▶ _EXTRAIT SOURCE_
++++++
Il devrait pourtant être bien évident que la politique de la France est déjà établie par d’autres depuis longtemps et que ces élections ne la changeront pas. Croire autre chose est bien naïf et voter est donc bien ridicule… à moins que l’on n’ait un avantage tangible bien précis à en retirer.  On vote parce qu’on veut croire qu’on en retirera quelque chose.

Ce qui n’est pas très joli. Car la distribution du butin étant une opération à somme nulle et les riches étant hors-concours, une campagne électorale devient ainsi uniquement une série de promesses d’avantager Pierre ou Paul – personnellement ou par le biais d’un groupe auquel il appartient – au détriment des autres groupes ou de l’ensemble de la nation. « A nous les vieux …et non aux jeunes; à nous les malades… et non aux pauvres; à nous les syndiqués… et non aux sans-travail. »

Ce maquignonnage inique pour tirer à soi la couverture serait assez dégoûtant, si l’on ne savait pas que ce ne sont que des bobards.  On ne prendra vraiment des uns pour donner aux autres que dans la mesure où le Système l’aura jugé conforme à ses intérêts… en se fichant comme d’une guigne de la façon dont vous aller voter

On vote pour rien.  La « lutte titanesque » entre Hollo  et Sarko  n’est que querelle entre deux canards dans un étang … Si le peuple, visant le noir tue le blanc, il pleurera pour rien, car ces élections ne peuvent rien changer.

Il FAUT parler d’autre chose, car ce n’est pas un homme ou un parti qu’il faut remettre en question, c’est la démocratie capitaliste néo-libérale elle-même avec le mode de pensée qui la sous-tend, car  si le Système ne nous satisfait plus, c’est qu’il a été conçu pour répondre à un paradigme qui a changé.  Il faut penser autrement.
++++++
▶ _EXERCICES ÉCRITS_
1. Répondez brièvement à ces questions sur l'extrait :
(a) À quel type d'opération l'extrait compare-t-il la distribution du butin ?
(b) Entre qui se déroule la « lutte titanesque » dont parle l'extrait ?
(c) Selon le dernier paragraphe de l'extrait, que faut-il remettre en question ?
2. Recopiez, s'il vous plaît, les enregistrements en partant de la ligne qui contient « Category: wood grain texture » et en allant jusqu'à la fin des enregistrements, les deux bouts compris. Remplacez-y « white background » par « plain background » sans rien modifier d'autre.
Les enregistrements ci-après n'ont aucun rapport avec l'extrait.

Extrait d'un jeu de données
++++++
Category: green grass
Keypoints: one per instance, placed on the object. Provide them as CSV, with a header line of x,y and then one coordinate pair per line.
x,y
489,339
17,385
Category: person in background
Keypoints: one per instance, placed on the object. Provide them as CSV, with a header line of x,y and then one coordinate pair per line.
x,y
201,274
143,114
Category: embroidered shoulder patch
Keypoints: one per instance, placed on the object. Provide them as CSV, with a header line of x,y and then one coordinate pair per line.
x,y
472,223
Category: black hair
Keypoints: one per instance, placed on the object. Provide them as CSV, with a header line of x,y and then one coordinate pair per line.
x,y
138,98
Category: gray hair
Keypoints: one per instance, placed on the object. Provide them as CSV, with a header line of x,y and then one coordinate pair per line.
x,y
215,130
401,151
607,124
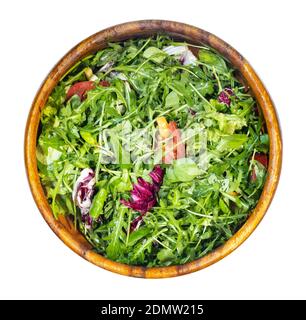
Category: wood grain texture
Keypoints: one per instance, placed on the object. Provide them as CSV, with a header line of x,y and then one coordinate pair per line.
x,y
64,228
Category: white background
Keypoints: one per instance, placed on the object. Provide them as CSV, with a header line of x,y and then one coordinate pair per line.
x,y
34,263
++++++
▶ _CORRIGÉ DES EXERCICES_
1.
(a) À une opération à somme nulle.
(b) Entre Hollo et Sarko.
(c) La démocratie capitaliste néo-libérale elle-même, avec le mode de pensée qui la sous-tend.

2.
Category: wood grain texture
Keypoints: one per instance, placed on the object. Provide them as CSV, with a header line of x,y and then one coordinate pair per line.
x,y
64,228
Category: plain background
Keypoints: one per instance, placed on the object. Provide them as CSV, with a header line of x,y and then one coordinate pair per line.
x,y
34,263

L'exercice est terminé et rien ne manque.